■ TEXT SHOWN:
- - - - -

Write a query to test your guess.
Insert data into the right table that will not get returned on an INNER JOIN.

Subqueries

Sometimes you want to run a query based on the result of another query. Enter subqueries. Let's say I want to return all items with above average revenue. Two things need to happen:

Calculate the average revenue.
Write a WHERE clause that returns the items that have a revenue
greater than that average.

Maybe something like this:
SELECT * FROM items WHERE revenue > AVG(revenue);
Good try, but that didn't work.
Subqueries need to be wrapped in parentheses. We can build more complex queries by using the result of another query. Try using the following structure:
SELECT * FROM items
WHERE revenue > (Insert your query that calculates the avg inside these parentheses);
SELECT * FROM items WHERE revenue > (SELECT AVG(revenue) FROM items);
The result should look like so...
id |         name         | revenue | season_id
----+----------------------+---------+-----------
 1 | lobster mac n cheese |    1200 |         3
 2 | veggie lasagna       |    1000 |         1
 4 | burger               |    2000 |         1
 6 | hot dog              |    1000 |         1
 7 | arugula salad        |    1100 |         2
(5 rows)

Without looking at the previous solution, write a WHERE clause that returns the items that have a revenue less than the average revenue. SELECT * FROM items where revenue < (SELECT AVG(revenue) FROM items);

Additional Challenges


Write a query that returns the sum of all items that have a category of dinner. SELECT SUM(items.revenue) FROM items INNER JOIN item_categories ON items.id = item_categories.item_id INNER JOIN categories ON categories.id = item_categories.category_id WHERE categories.name='dinner';
Write a query that returns the sum of all items for each category. The end result should look like this:

name       | sum
-----------+------
dinner     | 2600
vegetarian | 2900
lunch      | 3900
side       | 2300
(4 rows)
SELECT categories.name, SUM(revenue) FROM items INNER JOIN item_categories ON items.id = item_categories.item_id INNER JOIN categories ON categories.id = item_categories.category_id GROUP BY categories.name;
Possible Solutions

Some of these apply directly to challenges above. Most of them will need to be modified to acheive the challenge.
SELECT count(*) FROM items;
SELECT * FROM items WHERE course = 'main';
SELECT name FROM items WHERE course = 'main';
SELECT max(revenue), min(revenue) from items WHERE course = 'main';
SELECT sum(revenue) from items WHERE course = 'main';
SELECT * FROM items
WHERE revenue >
(SELECT AVG(revenue) FROM items);
SELECT SUM(i.revenue)
FROM items i
INNER JOIN item_categories ic
ON i.id = ic.item_id
INNER JOIN categories c
ON c.id = ic.category_id
WHERE c.name = 'dinner';
SELECT c.name, SUM(i.revenue)

- - - - -

■ PROBLEMS TO SOLVE:
- a) Restate the paragraph of the SQL lesson that begins "Sometimes you want to run a query" as a short bulleted list that keeps its main facts.
- b) Print the SQL lesson word for word, from "Subqueries need to" up to and including "look like so...".
Work only from the SQL lesson above.

■ DATA BLOCK:
- - - - -

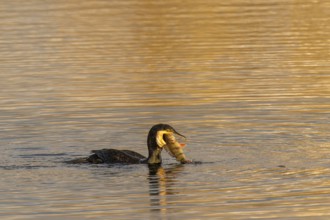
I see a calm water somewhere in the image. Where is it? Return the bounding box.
[0,0,330,219]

- - - - -

■ PER-TASK ANSWERS:
- a)
- A subquery lets one query run on the result of another query.
- Example goal: return all items with above-average revenue.
- Two things must happen to reach that goal.

- b)
Subqueries need to be wrapped in parentheses. We can build more complex queries by using the result of another query. Try using the following structure:
SELECT * FROM items
WHERE revenue > (Insert your query that calculates the avg inside these parentheses);
SELECT * FROM items WHERE revenue > (SELECT AVG(revenue) FROM items);
The result should look like so...